- _Job_: Find every line in the listing below that contains the string "orange" and copy each one. Uppercase and lowercase must match.

- _Records shown_:
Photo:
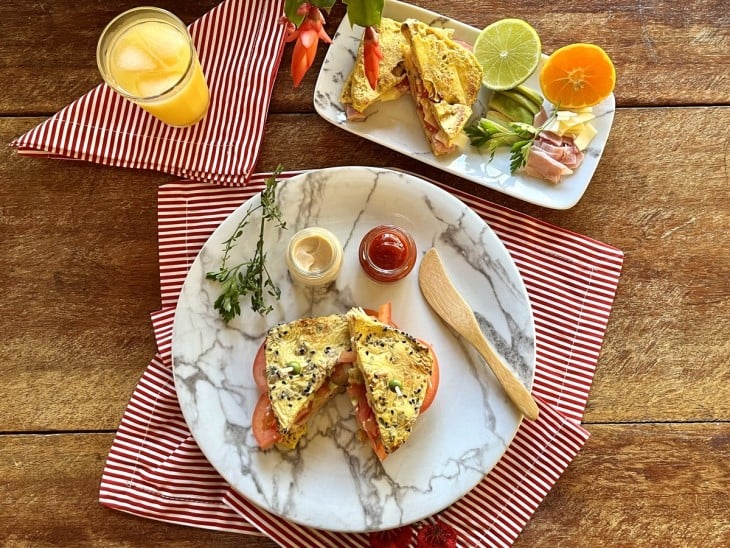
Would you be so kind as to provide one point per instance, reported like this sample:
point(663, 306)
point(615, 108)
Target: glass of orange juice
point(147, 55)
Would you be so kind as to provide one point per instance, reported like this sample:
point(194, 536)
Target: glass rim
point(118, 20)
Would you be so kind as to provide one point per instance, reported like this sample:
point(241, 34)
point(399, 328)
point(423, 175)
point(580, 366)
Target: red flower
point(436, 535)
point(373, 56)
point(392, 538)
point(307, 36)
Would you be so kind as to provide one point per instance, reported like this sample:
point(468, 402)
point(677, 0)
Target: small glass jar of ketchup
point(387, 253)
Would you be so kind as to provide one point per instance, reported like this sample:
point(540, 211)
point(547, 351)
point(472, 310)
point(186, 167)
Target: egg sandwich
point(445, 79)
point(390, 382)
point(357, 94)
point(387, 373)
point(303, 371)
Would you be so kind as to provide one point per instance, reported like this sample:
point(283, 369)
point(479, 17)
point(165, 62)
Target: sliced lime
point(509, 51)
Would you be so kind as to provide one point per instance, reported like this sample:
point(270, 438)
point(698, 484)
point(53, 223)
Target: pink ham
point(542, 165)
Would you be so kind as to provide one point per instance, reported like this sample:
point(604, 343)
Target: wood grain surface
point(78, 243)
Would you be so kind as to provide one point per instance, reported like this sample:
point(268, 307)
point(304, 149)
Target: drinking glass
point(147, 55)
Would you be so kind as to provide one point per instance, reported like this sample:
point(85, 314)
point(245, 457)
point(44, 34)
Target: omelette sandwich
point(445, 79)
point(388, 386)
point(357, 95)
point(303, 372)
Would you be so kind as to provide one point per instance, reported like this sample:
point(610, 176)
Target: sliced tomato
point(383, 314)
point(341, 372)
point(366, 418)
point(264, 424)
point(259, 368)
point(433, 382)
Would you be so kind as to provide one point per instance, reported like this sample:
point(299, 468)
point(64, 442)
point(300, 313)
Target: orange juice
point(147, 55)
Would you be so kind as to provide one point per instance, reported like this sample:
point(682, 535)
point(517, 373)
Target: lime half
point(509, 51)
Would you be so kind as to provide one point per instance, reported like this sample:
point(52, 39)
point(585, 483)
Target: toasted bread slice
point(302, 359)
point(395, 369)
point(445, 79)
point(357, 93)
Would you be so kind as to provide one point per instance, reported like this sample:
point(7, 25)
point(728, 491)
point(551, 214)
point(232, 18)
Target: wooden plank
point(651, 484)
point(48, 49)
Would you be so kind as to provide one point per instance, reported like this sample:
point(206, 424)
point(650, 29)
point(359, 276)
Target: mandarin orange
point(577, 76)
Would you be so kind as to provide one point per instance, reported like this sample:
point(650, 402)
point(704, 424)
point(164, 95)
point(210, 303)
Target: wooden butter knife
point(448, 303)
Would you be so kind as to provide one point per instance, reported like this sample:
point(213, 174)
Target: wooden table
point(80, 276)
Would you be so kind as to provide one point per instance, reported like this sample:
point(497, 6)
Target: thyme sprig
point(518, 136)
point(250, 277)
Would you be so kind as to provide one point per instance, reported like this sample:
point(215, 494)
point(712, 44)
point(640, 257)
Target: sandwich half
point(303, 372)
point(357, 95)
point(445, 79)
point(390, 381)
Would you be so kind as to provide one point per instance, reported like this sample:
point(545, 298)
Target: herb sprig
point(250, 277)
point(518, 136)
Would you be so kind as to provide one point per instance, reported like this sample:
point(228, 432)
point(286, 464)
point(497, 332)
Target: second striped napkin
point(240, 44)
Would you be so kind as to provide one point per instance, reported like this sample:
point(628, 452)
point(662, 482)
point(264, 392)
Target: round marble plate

- _Written response_:
Target: glass of orange juice
Target: orange juice
Target: mandarin orange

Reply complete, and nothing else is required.